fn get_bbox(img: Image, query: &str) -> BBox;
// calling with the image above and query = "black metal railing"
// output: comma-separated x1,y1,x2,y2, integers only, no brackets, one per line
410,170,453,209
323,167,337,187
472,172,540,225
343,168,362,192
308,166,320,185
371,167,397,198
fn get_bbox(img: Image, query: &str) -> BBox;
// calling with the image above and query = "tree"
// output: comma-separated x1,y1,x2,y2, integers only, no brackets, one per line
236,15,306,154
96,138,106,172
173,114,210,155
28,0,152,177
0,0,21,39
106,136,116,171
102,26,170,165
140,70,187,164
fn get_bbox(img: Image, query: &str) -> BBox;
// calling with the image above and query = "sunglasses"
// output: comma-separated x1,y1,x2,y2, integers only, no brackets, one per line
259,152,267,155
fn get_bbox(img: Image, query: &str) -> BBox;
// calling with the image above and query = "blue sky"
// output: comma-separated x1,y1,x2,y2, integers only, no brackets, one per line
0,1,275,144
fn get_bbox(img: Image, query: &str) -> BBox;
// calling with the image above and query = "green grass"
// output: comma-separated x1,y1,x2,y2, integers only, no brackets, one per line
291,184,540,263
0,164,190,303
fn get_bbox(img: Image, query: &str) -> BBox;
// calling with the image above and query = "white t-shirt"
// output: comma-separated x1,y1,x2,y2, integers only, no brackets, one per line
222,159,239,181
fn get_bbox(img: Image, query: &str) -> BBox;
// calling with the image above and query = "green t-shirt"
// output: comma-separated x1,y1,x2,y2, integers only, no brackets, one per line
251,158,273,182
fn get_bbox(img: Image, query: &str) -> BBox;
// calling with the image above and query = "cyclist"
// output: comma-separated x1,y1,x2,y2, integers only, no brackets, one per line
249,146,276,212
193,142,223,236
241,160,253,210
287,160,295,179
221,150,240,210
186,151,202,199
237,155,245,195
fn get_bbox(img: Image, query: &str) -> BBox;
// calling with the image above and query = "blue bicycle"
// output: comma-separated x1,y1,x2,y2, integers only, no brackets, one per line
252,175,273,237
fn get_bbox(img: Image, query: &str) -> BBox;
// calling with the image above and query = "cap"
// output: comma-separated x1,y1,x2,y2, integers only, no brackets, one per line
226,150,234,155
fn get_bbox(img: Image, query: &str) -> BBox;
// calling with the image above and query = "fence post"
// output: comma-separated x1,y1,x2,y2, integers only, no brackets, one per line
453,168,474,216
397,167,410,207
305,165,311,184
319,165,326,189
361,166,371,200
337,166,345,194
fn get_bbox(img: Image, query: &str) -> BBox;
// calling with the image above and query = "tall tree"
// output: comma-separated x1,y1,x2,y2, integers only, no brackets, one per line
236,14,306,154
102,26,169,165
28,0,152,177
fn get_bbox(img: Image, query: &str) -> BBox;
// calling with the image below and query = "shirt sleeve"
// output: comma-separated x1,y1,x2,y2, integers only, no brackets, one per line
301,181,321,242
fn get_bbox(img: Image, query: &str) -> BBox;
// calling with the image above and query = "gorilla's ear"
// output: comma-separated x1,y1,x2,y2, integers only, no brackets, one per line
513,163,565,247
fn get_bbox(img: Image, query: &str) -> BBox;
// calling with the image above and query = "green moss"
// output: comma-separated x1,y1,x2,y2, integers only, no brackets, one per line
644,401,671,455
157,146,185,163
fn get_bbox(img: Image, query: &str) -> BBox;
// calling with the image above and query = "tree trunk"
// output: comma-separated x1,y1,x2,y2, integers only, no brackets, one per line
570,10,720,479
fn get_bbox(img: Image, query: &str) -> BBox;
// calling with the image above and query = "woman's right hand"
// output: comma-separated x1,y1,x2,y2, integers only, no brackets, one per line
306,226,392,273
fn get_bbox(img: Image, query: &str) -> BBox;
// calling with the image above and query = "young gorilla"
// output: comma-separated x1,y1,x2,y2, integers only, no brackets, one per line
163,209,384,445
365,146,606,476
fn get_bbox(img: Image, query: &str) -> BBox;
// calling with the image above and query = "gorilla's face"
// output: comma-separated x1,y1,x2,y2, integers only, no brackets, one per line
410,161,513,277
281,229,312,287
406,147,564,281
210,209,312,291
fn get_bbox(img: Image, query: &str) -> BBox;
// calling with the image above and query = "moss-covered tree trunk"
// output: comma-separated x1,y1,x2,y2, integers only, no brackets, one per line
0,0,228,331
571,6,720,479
═══
Set down every record above, word for word.

fn get_bbox(img: Image, query: &str) -> BBox;
// calling with the image above and query = "black metal railing"
// output: comma-separated x1,y1,x2,y2, integers only, no brackets, one per line
410,170,453,209
323,167,337,187
472,172,540,225
343,168,362,192
308,166,320,185
371,167,397,198
fn get_bbox(img: Image, query: &str) -> BBox;
// calling with the image above and query = "tree"
// output: comma-separated x1,y1,x2,y2, integers only, no brackets, one per line
236,15,306,154
96,138,106,172
173,114,210,155
28,0,152,177
0,0,21,39
106,136,116,171
102,26,170,165
140,70,187,164
fn get_bbox(img: Image, query: &str) -> BBox;
// calling with the image above and query = "sunglasses"
// output: comma-separated x1,y1,x2,y2, integers only, no brackets, one per line
259,152,267,155
fn get_bbox(img: Image, query: &str) -> BBox;
// calling with the image above and query = "blue sky"
// output: comma-separated x1,y1,x2,y2, integers only, no brackets, one per line
0,1,275,144
fn get_bbox(img: Image, query: &str) -> BBox;
// calling with the image above and query = "green grass"
// output: comma-separated x1,y1,x2,y2, integers only, no brackets, one per line
291,184,540,263
0,164,190,303
fn get_bbox(img: Image, query: &str) -> BBox;
// calling with the image above and query = "white t-shirt"
// output: comma-separated x1,y1,x2,y2, integers only, no brackets, one per line
222,159,239,181
fn get_bbox(img: Image, query: &str) -> BBox;
// calling with the image above and query = "green t-shirt"
// output: comma-separated x1,y1,x2,y2, integers only, no brackets, one per line
251,158,273,182
fn get_bbox(img: Image, query: &str) -> BBox;
// calling with the image above and query = "cyclist"
// output: comma-separated x1,y1,x2,y2, integers only, no brackets, one per line
249,146,276,212
193,142,223,236
241,160,253,210
287,160,295,179
221,150,240,210
186,151,202,199
237,155,245,195
fn get_bbox(img: Image, query: &str) -> BBox;
// calling with the image above and query = "blue bicycle"
// output: comma-separated x1,y1,x2,y2, integers only, no brackets, one per line
252,175,273,237
fn get_bbox(img: Image, query: &str) -> BBox;
// calling with the image above and query = "cap"
// output: comma-separated x1,y1,x2,y2, integers only, no brackets, one per line
226,150,234,155
fn get_bbox(img: Image, query: &str) -> BBox;
// calling with the image above and query = "fence post"
// output: comma-separated x1,y1,x2,y2, integers only, no brackets, one per line
453,168,474,216
397,167,410,207
305,165,311,184
319,165,326,189
361,166,371,200
337,166,345,194
fn get_bbox(img: Image, query: &str) -> BBox;
// calling with the image above and query = "tall tree"
// output: comma-separated x1,y1,x2,y2, integers only, no brackets, one per line
236,14,306,154
102,26,169,165
28,0,152,177
fn get_bbox(img: Image, query: &str) -> BBox;
// calling with the image below and query = "shirt sleeve"
// output: comma-separated x1,y1,x2,y2, integers only, no brackets, one per line
301,181,321,242
fn get_bbox(img: Image, query: &str) -> BBox;
// calling with the image above and query = "gorilla's ear"
// output: comma-separated x1,y1,x2,y2, integers only, no brackets, one per line
513,163,565,247
fn get_bbox(img: Image, query: &str) -> BBox;
// calling with the image above and query = "green moss"
// output: comma-separated x1,y1,x2,y2, integers only, no brackets, one per line
644,401,671,455
157,146,185,163
fn get_bbox(img: Image, query: &str) -> BBox;
// calling with the image above and query = "tree trunk"
// output: comma-separated x1,y1,x2,y2, integers only, no brackets, one per line
570,10,720,479
fn get_bbox(img: Image, query: &str) -> BBox;
// calling with the image above and query = "woman's right hand"
// output: comma-separated x1,y1,x2,y2, integers only, no brackets, one per line
306,226,392,273
fn get_bbox(img: Image, query: &str) -> BBox;
// calling with the image above and query = "young gorilla"
// output: comma-separated x1,y1,x2,y2, integers only, no brackets, one per line
163,209,384,445
365,146,606,476
fn get_bbox(img: Image, query: &str) -> BBox;
// calling with the image above and query = "gorilla's face"
// output: comma-separated x1,y1,x2,y2, integers only, no brackets, one per line
410,161,513,277
281,229,312,287
406,147,564,281
210,209,312,291
fn get_bbox(img: Image, query: &str) -> BBox;
// calling with the image above and query = "moss-covered tree trunk"
// output: comma-separated x1,y1,x2,y2, integers only, no brackets, one per line
0,0,228,331
571,6,720,479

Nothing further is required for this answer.